SOURCE TEXT
— begin —

The White House pushed back hard against what it called “inaccurate, gratuitous, and wrong” criticisms of Biden’s memory.
“The report uses highly prejudicial language to describe a commonplace occurrence among witnesses: a lack of recall of years-old events,” his lawyers wrote.
Even before the special counsel report the White House was already on the back foot, facing repeated questions at a briefing on Thursday over him confusing various European leaders.
On Sunday Biden told a fundraiser that he had spoken to long-dead French president Francois Mitterrand, instead of current leader Emmanuel Macron, at a G7 summit in Britain in June 2021.
Biden told a similar story about the same G7 meeting on Wednesday — this time saying he had met German Chancellor Helmut Kohl, who died in 2017, instead of Angela Merkel.
Biden, who suffers from a lifelong stammer, also appeared tired while answering questions after a speech on the Mexican border crisis at the White House on Tuesday.
“This happens. It happens to all of us,” White House Press Secretary Karine Jean-Pierre said.
Biden didn’t talk about the memory loss comments, but said the “matter is now closed” and pointed out that he had even agreed to an interview with prosecutors the day after the October 7 Hamas attacks on Israel.
He also said the report had contrasted the “stark differences” between his case and that of Trump, who faces criminal charges over classified documents at his Mar-A-Lago resort in Florida.
Voters don’t seem as concerned by Trump’s age but he has also had a few recent glitches, such as mixing up his rival for the Republican nomination, Nikki Haley, with former US House speaker Nancy Pelosi.

— end —

LIST OF TASKS
[1] Translate into Spanish the following sentence from the news excerpt on Biden's memory: "Biden, who suffers from a lifelong stammer, also appeared tired while answering questions after a speech on the Mexican border crisis at the White House on Tuesday."
[2] Quote the news excerpt on Biden's memory verbatim, beginning at the words "Biden didn’t talk" and stopping after the words "attacks on Israel.".
[3] Summarize the news excerpt on Biden's memory in two sentences.

STORED RECORDS
— begin —

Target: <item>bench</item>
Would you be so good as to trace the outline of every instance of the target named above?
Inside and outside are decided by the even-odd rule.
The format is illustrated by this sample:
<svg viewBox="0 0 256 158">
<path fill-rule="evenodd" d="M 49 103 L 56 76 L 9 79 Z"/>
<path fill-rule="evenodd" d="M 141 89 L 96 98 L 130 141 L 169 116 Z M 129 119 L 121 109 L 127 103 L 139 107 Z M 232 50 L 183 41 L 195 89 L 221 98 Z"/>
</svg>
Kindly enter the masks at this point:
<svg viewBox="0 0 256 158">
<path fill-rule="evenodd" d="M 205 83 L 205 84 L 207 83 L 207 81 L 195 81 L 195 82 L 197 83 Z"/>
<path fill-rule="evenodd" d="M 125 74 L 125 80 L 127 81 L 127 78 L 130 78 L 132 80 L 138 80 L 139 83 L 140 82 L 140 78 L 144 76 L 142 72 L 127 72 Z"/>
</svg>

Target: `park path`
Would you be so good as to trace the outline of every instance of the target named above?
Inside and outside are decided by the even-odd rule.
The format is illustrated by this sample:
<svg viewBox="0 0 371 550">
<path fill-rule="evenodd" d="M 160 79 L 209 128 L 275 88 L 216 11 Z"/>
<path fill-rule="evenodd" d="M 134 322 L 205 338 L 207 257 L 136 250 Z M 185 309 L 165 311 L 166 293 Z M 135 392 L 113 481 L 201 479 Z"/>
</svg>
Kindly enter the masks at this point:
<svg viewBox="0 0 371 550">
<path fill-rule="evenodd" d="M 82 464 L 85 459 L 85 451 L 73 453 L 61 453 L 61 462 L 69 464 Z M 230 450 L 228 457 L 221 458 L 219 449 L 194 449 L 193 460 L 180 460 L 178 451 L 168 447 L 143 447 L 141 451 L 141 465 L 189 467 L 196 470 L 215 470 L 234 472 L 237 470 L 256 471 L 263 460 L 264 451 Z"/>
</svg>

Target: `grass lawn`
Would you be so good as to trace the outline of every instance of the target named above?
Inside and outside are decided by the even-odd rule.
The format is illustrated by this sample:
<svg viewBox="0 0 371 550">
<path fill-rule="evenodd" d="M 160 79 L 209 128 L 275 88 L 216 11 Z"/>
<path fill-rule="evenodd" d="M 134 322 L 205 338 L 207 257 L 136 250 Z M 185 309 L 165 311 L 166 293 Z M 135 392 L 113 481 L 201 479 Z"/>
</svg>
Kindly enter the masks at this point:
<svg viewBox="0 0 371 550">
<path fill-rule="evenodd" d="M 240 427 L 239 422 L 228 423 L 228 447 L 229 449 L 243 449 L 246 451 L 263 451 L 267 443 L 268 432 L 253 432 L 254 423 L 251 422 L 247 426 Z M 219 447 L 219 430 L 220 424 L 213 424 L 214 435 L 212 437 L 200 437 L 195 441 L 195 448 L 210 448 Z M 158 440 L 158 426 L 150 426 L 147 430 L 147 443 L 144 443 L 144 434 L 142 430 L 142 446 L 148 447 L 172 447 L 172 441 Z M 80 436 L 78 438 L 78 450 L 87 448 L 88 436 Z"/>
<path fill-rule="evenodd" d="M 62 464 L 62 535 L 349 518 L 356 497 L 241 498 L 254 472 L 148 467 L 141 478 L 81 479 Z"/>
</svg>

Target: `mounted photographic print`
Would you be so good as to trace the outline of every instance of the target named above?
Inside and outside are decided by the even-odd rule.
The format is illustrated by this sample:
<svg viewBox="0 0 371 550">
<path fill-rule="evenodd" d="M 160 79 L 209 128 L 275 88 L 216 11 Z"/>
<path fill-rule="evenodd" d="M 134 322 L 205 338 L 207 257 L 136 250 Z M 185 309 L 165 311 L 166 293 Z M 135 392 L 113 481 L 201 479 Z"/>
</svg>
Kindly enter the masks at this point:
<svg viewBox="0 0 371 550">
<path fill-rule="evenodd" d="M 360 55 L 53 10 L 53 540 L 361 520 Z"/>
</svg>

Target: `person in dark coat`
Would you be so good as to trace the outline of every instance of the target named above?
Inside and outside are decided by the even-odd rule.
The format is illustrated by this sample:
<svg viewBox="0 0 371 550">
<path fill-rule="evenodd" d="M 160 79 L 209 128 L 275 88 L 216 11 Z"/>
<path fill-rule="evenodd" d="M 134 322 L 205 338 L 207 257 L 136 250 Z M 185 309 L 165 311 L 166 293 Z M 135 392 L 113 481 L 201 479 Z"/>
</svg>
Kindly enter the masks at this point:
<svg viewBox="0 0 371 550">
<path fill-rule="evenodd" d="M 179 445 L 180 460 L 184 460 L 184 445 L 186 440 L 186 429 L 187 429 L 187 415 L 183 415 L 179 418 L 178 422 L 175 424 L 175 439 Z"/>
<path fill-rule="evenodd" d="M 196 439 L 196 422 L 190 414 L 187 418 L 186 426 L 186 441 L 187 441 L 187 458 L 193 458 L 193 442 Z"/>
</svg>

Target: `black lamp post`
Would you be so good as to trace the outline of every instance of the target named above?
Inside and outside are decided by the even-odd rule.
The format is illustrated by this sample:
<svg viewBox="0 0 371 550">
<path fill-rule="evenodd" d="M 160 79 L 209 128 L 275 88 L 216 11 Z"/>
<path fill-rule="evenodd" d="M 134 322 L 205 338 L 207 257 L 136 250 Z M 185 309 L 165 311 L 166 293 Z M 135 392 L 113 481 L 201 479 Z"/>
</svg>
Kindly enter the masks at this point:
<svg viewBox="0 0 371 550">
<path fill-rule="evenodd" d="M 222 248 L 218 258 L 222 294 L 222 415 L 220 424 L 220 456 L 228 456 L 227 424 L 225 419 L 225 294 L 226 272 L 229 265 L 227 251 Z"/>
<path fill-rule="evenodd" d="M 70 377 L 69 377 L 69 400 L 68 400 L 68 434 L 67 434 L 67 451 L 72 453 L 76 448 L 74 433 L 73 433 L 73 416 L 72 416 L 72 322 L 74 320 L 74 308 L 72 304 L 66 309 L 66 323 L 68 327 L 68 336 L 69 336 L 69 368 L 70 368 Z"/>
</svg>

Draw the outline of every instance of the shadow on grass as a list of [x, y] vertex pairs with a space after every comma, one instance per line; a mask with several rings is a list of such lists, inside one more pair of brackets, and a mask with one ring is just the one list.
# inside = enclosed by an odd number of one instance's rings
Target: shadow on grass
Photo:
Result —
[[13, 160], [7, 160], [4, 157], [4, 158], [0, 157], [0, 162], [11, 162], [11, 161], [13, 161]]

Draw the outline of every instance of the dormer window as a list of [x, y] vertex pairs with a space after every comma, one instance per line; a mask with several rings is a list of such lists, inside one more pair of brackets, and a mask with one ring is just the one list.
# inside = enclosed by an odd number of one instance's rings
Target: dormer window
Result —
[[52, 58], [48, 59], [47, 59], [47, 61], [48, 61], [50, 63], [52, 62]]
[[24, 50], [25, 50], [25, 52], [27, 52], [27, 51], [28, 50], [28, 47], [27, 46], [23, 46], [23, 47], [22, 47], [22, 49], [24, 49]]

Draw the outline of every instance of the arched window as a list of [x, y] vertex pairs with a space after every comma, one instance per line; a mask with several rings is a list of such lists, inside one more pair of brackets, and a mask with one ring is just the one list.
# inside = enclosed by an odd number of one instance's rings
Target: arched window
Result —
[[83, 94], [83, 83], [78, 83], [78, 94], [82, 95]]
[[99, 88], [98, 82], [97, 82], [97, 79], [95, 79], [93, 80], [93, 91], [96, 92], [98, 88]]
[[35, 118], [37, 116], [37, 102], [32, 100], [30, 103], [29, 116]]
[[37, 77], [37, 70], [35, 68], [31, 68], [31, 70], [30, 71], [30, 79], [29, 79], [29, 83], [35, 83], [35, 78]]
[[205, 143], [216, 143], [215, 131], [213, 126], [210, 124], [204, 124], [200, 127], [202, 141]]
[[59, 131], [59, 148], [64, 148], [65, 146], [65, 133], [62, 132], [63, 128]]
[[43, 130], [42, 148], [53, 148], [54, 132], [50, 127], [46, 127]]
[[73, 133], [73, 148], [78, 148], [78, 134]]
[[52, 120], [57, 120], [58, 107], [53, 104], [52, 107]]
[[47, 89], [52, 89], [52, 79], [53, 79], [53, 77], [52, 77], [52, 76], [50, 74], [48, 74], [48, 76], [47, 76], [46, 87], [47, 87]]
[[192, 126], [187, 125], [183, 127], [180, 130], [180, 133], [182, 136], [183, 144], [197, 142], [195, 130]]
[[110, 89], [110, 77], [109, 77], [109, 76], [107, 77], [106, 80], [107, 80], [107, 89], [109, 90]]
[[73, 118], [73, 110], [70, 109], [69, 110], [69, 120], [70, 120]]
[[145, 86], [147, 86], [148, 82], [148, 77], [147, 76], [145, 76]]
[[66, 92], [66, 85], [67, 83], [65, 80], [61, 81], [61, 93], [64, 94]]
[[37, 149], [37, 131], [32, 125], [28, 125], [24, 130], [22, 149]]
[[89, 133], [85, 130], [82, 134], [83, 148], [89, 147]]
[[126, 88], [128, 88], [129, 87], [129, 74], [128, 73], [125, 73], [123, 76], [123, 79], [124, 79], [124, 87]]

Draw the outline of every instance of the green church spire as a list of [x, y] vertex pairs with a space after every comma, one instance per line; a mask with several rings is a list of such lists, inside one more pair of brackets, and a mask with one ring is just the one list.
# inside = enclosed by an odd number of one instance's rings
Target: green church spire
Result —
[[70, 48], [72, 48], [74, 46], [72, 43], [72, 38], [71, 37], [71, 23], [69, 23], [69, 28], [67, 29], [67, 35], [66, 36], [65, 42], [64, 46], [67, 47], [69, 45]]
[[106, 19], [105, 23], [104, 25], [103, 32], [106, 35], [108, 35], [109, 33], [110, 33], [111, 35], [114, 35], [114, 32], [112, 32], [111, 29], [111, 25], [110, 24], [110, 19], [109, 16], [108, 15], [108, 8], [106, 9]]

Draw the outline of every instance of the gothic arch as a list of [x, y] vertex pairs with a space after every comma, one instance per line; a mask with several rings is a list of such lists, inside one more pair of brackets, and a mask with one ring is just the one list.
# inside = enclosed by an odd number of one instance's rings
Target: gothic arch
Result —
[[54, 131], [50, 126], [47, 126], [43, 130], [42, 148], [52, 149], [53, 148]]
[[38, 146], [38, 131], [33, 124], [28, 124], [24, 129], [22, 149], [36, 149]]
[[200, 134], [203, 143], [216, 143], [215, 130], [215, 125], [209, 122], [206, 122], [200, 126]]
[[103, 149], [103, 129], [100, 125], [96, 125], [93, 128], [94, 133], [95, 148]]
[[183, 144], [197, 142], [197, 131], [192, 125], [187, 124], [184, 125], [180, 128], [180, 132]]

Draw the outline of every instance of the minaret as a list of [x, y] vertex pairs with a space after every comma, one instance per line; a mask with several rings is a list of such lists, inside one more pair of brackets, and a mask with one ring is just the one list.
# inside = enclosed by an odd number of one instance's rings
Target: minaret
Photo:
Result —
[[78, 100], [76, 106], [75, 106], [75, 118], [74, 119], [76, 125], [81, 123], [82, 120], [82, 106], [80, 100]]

— end —

PER-TASK ANSWERS
[1] Biden, que padece una tartamudez de toda la vida, también pareció cansado al responder preguntas tras un discurso sobre la crisis de la frontera mexicana en la Casa Blanca el martes.

[2]
Biden didn’t talk about the memory loss comments, but said the “matter is now closed” and pointed out that he had even agreed to an interview with prosecutors the day after the October 7 Hamas attacks on Israel.

[3] The White House rejected criticisms of Biden's memory as inaccurate and wrong. Biden had recently confused current European leaders with dead ones, naming Francois Mitterrand instead of Emmanuel Macron and Helmut Kohl instead of Angela Merkel, while Trump has also had lapses, such as mixing up Nikki Haley with Nancy Pelosi.